- Задание 1
Почему самолет прост для пассажира, если верить исходному фрагменту?
- Задание 2
Пожалуйста, продолжите исходный фрагмент о сложности простых вещей, начав сразу после его последнего предложения.

Как говорил об этом Мамардашвили, «если я что-то мыслю в эту минуту с помощью Канта, если Кант жив в моей мысли, то жив и я. И наоборот: если я жив, то жив и Кант».
В одной из своих работ американский экономист М.Фридман описывает обыкновенную ситуацию в американском кафе: посетитель дает официанту «на чай». И, — продолжает автор далее, раскрывая устройство действительности, разворачивающейся за этой картинкой, — официант настроен наилучшим образом обслуживать следующего посетителя, точно так же, как этот (тут интересно!) был качественно обслужен благодаря предыдущему.
Самые простые, «обычные» вещи — самые сложные. То, чего мы не замечаем, как воздух, которым дышим, или здоровье, которое «естественно», — на деле плод головоломно сложного: можно представить, какая сложная и тонкая работа организма требуется, чтобы поддерживать это «нормальное» состояние. Самолет именно потому прост для пассажира, что он сложен для конструктора.

- Записанные данные
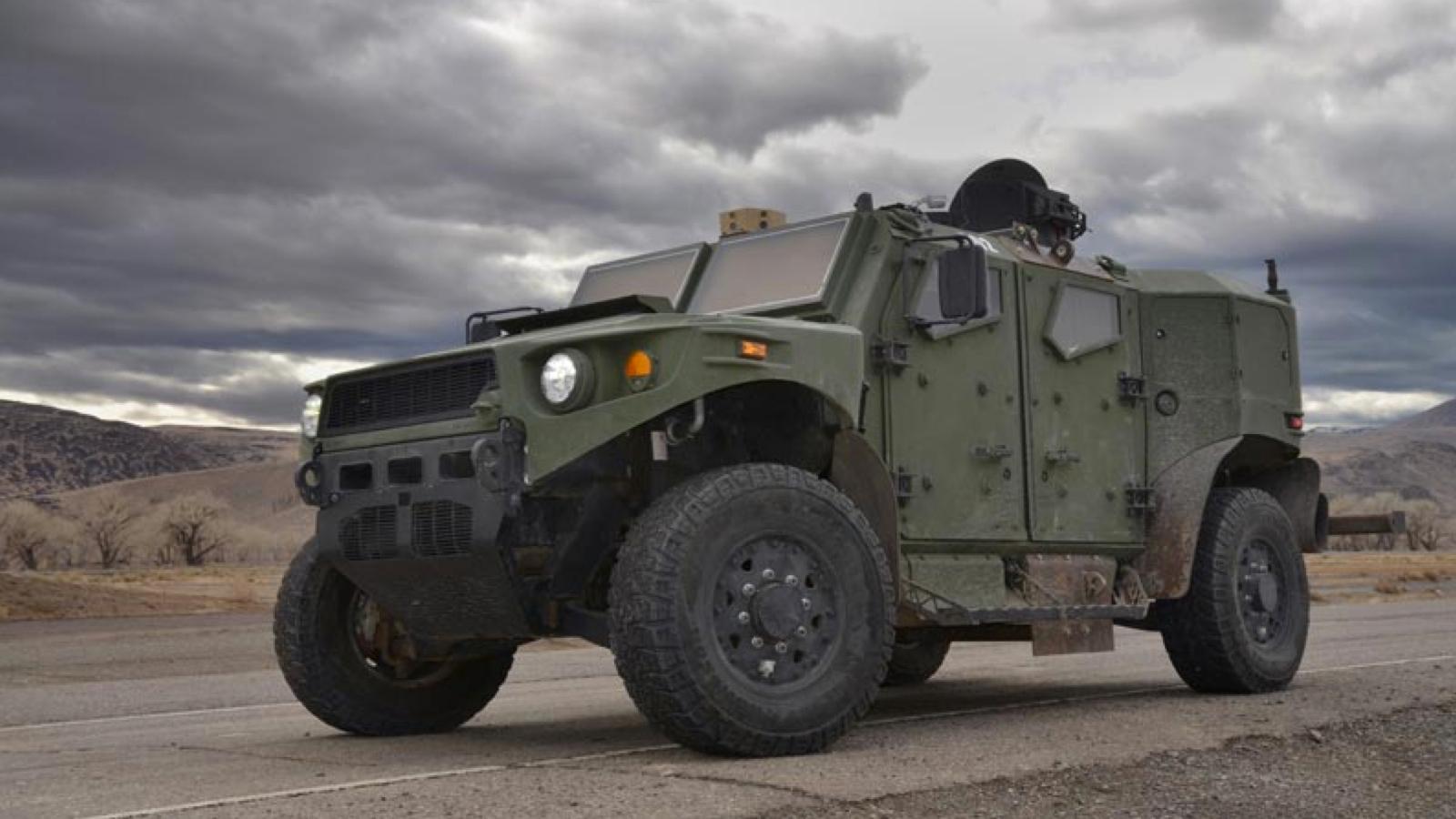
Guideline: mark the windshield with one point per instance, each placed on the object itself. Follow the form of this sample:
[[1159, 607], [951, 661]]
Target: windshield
[[772, 268], [666, 273]]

- Ожидаемый ответ 1
Потому что он сложен для конструктора.

- Ожидаемый ответ 2
То же касается и общественной жизни. Простейшие явления быта требуют событий геологического масштаба. В одной из работ Маркс написал, что для появления элементарных вещей, без которых невозможно существование буржуазного строя — например, национальный рынок — потребовалось несколько войн и революций.
В нашей жизни часто приходится жаловаться на отсутствие элементарных вещей. Но если удерживать эту логическую связь, то отсутствие этих вещей — лишь сигнал об отсутствии целых массивов, континентов, стихий: как, скажем, отсутствие утконоса свидетельствовало бы об отсутствии Австралии, где он только и существует.
Как-то в 30-е годы у наркома просвещения Луначарского на встрече с молодежью немного наивно спросили: что надо сделать, чтобы стать интеллигентом? Он сказал: надо закончить три института. И когда посыпалось: «Какие? какие?», ответил: «Надо, чтобы институт закончил ваш дед, ваш отец и вы сами».
И если спрашивать, отчего вокруг не так много проявлений интеллигентности, то ответ прост: не так уж много людей имело возможность закончить три института.
Жизнь действительно состоит из простых необходимых вещей. Они необходимы, потому что их невозможно обойти; они просты, и поэтому их нельзя упростить. Без ума, к примеру, в жизни не обойтись, то есть он необходим. И вместе с тем, это — простая вещь: или он есть, или его нет. («Простой» — не значит примитивный. «Простой» — это означает, что вещь нельзя разъять на отдельные части, она существует только целиком: нельзя быть «немного беременной»).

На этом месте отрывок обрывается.